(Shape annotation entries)
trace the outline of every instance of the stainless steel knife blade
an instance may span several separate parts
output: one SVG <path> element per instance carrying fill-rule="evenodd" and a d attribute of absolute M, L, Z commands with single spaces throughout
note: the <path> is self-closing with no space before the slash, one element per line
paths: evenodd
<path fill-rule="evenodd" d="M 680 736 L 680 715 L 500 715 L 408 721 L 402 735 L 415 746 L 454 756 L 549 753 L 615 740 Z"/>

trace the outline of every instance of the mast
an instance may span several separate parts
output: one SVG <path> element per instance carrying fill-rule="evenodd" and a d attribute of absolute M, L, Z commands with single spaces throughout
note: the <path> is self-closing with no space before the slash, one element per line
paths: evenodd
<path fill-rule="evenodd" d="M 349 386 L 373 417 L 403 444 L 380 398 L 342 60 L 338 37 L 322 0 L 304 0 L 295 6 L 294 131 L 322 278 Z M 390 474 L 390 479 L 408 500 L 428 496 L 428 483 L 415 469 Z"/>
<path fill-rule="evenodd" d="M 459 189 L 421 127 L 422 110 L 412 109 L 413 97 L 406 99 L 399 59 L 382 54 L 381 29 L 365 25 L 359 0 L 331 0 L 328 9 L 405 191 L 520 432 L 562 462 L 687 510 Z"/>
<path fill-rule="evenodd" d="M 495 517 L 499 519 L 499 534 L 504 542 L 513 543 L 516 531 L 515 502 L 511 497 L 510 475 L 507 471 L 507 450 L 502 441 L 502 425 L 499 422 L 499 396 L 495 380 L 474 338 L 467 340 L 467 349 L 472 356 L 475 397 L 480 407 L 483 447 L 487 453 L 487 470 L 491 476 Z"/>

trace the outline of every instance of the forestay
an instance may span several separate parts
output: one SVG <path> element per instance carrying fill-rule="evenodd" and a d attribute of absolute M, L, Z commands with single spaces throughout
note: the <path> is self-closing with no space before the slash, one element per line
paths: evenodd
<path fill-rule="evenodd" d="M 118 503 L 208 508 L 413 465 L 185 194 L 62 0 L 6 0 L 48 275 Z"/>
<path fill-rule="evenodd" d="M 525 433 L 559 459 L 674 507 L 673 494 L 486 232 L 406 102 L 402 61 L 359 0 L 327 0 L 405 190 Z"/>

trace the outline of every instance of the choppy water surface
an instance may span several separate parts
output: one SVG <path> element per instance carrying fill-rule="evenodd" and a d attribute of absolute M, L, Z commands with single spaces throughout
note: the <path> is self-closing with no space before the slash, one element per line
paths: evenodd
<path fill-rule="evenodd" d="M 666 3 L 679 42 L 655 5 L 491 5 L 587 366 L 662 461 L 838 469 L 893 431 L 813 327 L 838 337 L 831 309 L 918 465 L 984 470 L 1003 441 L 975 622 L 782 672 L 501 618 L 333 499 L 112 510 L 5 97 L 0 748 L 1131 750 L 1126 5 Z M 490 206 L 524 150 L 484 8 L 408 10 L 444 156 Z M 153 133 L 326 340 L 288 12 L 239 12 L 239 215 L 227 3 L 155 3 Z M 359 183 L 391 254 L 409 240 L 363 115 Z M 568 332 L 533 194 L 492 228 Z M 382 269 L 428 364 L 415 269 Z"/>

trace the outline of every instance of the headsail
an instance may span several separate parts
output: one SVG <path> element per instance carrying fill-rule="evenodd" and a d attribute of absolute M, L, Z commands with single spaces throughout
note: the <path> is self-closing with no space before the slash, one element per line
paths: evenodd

▶ _Problem statement_
Put every line of the records above into a numbered list, omitting any blank lines.

▶ _Final result_
1. trace the outline of every instance of the stainless steel knife blade
2. an instance may span several separate parts
3. output: one SVG <path> element per instance carrying fill-rule="evenodd" and a d attribute of absolute M, L, Z commands with single spaces throughout
4. note: the <path> is self-closing with no space before the slash, one element per line
5. paths: evenodd
6. <path fill-rule="evenodd" d="M 680 736 L 680 715 L 500 715 L 408 721 L 402 735 L 415 746 L 454 756 L 549 753 L 615 740 Z"/>
7. trace the outline of every instance of the mast
8. an instance may span several separate parts
9. output: one SVG <path> element per instance carrying fill-rule="evenodd" and a d attribute of absolute M, L, Z commands with single spaces throughout
10. note: the <path> is self-closing with no space before the slash, one element per line
11. paths: evenodd
12. <path fill-rule="evenodd" d="M 349 386 L 373 417 L 403 444 L 380 398 L 342 60 L 338 37 L 322 0 L 304 0 L 295 6 L 294 131 L 322 278 Z M 390 474 L 390 479 L 408 500 L 428 496 L 428 483 L 415 469 Z"/>
13. <path fill-rule="evenodd" d="M 459 189 L 421 127 L 422 110 L 412 109 L 413 97 L 406 99 L 399 59 L 382 54 L 381 29 L 365 25 L 359 0 L 331 0 L 328 9 L 405 191 L 520 432 L 562 462 L 687 510 Z"/>
14. <path fill-rule="evenodd" d="M 495 517 L 499 519 L 499 534 L 504 542 L 513 543 L 516 531 L 515 502 L 511 497 L 510 475 L 507 471 L 507 450 L 502 441 L 502 425 L 499 422 L 499 396 L 495 380 L 474 338 L 467 340 L 467 349 L 472 356 L 475 397 L 480 407 L 483 447 L 487 453 L 487 470 L 491 476 Z"/>
15. trace the outline of every instance of the forestay
16. an instance may span several separate parts
17. output: one SVG <path> element per instance carrying fill-rule="evenodd" and a d attribute of absolute M, L, Z commands with single spaces throughout
18. note: the <path> is self-closing with no space before the slash, one element per line
19. paths: evenodd
20. <path fill-rule="evenodd" d="M 118 503 L 208 508 L 413 465 L 185 194 L 62 0 L 6 0 L 48 275 Z"/>
21. <path fill-rule="evenodd" d="M 525 433 L 559 459 L 674 507 L 673 494 L 486 232 L 406 102 L 402 61 L 359 0 L 327 0 L 405 190 Z"/>
22. trace the outline of every instance of the choppy water surface
23. an instance may span several separate parts
24. output: one SVG <path> element per instance carrying fill-rule="evenodd" and a d attribute of absolute M, L, Z commands with single spaces throughout
25. note: the <path> is self-closing with no space before the slash, one element per line
26. paths: evenodd
27. <path fill-rule="evenodd" d="M 666 3 L 679 42 L 655 5 L 491 5 L 587 366 L 662 461 L 838 469 L 893 431 L 813 327 L 838 337 L 831 309 L 918 465 L 984 470 L 1003 441 L 975 622 L 782 672 L 501 618 L 333 499 L 112 510 L 5 97 L 0 748 L 1131 750 L 1126 5 Z M 490 206 L 524 150 L 484 8 L 408 10 L 444 156 Z M 153 133 L 326 340 L 288 12 L 239 12 L 239 215 L 227 3 L 155 3 Z M 359 183 L 391 254 L 409 240 L 363 115 Z M 568 332 L 533 194 L 492 228 Z M 382 269 L 428 364 L 415 269 Z"/>
28. trace the outline of every instance of the headsail
29. an instance may span several separate parts
30. output: one SVG <path> element per instance carrying fill-rule="evenodd" and a d attribute of absolute M, L, Z commands with single spaces throughout
31. note: the <path> is self-closing with no space before the slash, one element per line
32. paths: evenodd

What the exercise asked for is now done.